# Exercise data:
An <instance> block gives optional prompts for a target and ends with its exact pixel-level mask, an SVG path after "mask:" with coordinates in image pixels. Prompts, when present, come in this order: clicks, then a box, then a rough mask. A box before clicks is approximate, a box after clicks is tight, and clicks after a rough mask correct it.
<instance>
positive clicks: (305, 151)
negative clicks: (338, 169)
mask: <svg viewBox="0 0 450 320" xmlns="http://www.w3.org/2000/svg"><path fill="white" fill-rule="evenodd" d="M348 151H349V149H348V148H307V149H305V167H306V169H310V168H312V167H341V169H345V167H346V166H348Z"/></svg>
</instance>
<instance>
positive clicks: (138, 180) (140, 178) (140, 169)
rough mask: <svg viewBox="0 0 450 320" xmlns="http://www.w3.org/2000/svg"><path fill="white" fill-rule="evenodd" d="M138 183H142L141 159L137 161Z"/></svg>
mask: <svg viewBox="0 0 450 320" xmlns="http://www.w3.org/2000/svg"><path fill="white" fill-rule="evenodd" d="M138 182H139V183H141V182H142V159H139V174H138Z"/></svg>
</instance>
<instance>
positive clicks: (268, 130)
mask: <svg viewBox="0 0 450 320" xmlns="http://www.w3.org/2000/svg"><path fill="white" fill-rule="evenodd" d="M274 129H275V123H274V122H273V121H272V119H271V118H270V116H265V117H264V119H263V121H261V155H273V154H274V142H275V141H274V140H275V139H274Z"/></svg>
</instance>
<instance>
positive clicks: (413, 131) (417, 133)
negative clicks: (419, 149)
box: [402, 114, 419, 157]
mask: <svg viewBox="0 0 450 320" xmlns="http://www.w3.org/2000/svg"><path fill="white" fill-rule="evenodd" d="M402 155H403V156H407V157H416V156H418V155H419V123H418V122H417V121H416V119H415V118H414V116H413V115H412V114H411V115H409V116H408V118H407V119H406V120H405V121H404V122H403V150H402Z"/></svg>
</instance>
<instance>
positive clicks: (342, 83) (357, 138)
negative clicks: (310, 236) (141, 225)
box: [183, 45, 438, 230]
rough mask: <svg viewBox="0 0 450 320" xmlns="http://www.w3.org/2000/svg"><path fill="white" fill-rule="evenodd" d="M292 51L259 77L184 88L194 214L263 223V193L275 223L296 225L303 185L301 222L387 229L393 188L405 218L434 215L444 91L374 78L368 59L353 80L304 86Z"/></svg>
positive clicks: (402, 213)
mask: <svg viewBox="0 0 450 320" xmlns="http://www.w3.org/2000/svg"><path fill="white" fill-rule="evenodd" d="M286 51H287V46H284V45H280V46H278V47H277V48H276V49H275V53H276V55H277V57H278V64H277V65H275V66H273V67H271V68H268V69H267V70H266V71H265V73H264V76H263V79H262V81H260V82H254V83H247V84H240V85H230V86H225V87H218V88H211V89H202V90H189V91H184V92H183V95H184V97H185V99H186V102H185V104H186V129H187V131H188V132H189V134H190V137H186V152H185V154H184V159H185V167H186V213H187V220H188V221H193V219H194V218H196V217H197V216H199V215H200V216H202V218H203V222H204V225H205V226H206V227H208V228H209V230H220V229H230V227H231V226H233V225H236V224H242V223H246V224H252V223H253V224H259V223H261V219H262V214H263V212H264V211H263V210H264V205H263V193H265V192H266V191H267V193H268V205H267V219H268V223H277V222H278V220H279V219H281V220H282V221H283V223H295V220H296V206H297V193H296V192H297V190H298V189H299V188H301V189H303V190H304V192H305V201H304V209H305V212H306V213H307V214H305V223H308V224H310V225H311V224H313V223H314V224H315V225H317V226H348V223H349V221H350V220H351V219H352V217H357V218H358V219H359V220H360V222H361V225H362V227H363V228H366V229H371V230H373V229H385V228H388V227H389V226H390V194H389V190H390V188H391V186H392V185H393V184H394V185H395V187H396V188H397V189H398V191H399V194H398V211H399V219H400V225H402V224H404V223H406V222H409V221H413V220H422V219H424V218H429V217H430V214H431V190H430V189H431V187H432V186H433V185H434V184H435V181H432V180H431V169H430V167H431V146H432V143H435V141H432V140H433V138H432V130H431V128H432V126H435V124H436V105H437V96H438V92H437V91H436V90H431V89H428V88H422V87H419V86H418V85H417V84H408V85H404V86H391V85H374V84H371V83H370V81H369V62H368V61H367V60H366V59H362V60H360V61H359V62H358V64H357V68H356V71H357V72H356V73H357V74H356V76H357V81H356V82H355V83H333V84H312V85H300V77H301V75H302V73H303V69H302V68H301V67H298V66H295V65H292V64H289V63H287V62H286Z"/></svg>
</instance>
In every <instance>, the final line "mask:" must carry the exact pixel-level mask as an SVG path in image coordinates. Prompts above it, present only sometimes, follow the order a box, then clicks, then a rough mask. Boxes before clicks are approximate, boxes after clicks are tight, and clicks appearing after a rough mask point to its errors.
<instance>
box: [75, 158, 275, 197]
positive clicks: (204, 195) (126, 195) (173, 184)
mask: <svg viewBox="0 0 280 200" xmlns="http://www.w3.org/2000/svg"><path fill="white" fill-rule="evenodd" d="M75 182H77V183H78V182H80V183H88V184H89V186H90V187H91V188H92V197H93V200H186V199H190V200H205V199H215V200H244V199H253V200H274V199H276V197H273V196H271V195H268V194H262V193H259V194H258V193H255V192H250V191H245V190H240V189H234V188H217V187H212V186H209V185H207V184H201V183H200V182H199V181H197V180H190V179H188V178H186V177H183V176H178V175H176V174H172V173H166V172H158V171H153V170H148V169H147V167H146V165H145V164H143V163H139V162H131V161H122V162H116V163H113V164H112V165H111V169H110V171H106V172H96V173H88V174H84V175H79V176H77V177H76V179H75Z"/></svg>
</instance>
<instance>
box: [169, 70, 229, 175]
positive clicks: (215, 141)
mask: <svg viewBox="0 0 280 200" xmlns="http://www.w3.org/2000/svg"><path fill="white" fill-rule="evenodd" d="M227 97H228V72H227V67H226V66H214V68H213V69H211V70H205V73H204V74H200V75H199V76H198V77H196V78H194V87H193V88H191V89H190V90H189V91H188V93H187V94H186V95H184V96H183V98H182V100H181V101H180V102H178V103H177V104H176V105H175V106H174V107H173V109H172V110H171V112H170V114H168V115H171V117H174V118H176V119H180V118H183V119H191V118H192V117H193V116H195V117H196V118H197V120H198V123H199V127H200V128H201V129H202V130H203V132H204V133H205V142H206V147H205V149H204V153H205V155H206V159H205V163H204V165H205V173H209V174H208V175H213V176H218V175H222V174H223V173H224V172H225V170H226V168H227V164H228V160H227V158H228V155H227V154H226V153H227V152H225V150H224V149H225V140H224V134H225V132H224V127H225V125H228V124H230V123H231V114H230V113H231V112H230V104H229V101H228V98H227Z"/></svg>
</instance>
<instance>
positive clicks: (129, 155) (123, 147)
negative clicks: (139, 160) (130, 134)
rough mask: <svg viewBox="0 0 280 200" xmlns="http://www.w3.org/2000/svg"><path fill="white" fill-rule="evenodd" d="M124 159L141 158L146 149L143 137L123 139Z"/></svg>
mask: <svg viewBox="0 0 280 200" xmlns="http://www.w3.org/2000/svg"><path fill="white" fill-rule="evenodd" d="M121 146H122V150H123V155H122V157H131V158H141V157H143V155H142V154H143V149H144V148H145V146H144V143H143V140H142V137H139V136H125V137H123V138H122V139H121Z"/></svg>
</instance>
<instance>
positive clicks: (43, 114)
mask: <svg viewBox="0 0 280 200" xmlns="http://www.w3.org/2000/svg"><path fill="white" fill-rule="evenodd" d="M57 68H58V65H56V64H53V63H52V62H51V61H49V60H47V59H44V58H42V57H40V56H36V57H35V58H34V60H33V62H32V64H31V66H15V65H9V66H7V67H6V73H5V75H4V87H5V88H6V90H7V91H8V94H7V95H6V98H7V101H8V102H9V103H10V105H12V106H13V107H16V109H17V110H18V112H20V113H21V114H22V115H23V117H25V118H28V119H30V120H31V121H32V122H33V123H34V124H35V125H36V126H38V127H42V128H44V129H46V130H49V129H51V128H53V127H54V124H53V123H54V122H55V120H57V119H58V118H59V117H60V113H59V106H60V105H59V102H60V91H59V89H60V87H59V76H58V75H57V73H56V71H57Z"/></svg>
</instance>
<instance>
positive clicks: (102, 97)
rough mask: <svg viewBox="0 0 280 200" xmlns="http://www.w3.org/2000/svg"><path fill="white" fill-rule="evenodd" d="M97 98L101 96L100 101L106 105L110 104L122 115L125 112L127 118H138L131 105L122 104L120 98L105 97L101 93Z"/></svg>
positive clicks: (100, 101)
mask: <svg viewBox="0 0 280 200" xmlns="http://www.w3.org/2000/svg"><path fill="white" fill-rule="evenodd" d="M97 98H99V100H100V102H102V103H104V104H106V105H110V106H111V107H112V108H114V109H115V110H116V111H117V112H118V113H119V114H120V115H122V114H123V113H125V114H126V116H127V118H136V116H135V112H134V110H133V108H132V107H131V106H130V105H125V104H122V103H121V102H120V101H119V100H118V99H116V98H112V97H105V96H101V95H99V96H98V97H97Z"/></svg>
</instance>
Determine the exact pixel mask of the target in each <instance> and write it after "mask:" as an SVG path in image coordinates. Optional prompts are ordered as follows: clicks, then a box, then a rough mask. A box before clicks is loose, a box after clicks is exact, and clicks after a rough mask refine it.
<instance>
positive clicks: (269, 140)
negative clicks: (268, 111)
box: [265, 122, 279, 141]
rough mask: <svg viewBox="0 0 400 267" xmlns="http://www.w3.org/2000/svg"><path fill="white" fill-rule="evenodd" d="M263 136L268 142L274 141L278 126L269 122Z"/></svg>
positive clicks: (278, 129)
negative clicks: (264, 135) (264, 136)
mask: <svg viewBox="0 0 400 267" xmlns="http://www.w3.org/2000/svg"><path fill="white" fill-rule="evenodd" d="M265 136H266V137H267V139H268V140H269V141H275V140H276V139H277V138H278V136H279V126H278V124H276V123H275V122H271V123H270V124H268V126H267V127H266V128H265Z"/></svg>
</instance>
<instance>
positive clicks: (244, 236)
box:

# Aim of the task:
Copy the material above word for word, taking the first line, the line containing "positive clicks: (138, 180)", and every line between them, and nothing else.

# Response area:
An <instance> block gives optional prompts for a target and ends with its exact pixel-level mask, an SVG path after "mask:" with coordinates in image pixels. Prompts, when present, come in this order: clicks, then a box, then a rough mask. A box before clicks is approximate, a box after clicks is tight, and clicks after a rough mask correct it.
<instance>
positive clicks: (305, 151)
negative clicks: (338, 169)
mask: <svg viewBox="0 0 450 320" xmlns="http://www.w3.org/2000/svg"><path fill="white" fill-rule="evenodd" d="M348 151H349V149H348V148H307V149H305V167H306V169H310V168H312V167H341V169H345V167H346V166H348Z"/></svg>
</instance>
<instance>
positive clicks: (138, 180) (140, 178) (140, 169)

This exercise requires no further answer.